Work to complete ▸
Write out each record in full and exactly as given. Skip any pictures.

The data ▸
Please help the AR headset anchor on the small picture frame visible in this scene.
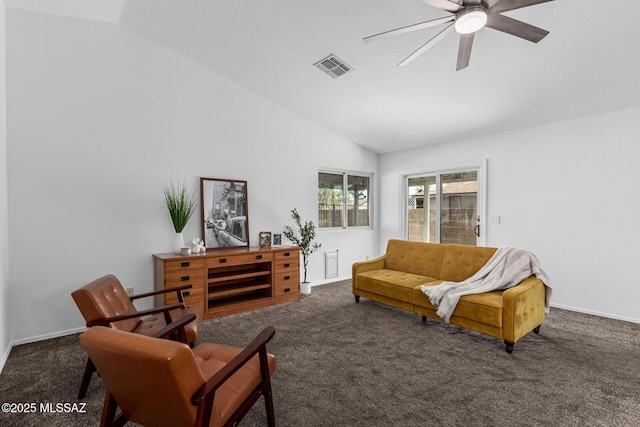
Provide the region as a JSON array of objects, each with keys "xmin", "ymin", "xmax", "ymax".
[
  {"xmin": 273, "ymin": 233, "xmax": 282, "ymax": 246},
  {"xmin": 259, "ymin": 231, "xmax": 272, "ymax": 248}
]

Task output ▸
Please help the AR headset anchor on the small picture frame visible in this scene.
Provide the region as a JSON array of objects, each with keys "xmin", "ymin", "xmax", "ymax".
[
  {"xmin": 273, "ymin": 233, "xmax": 282, "ymax": 246},
  {"xmin": 259, "ymin": 231, "xmax": 272, "ymax": 248}
]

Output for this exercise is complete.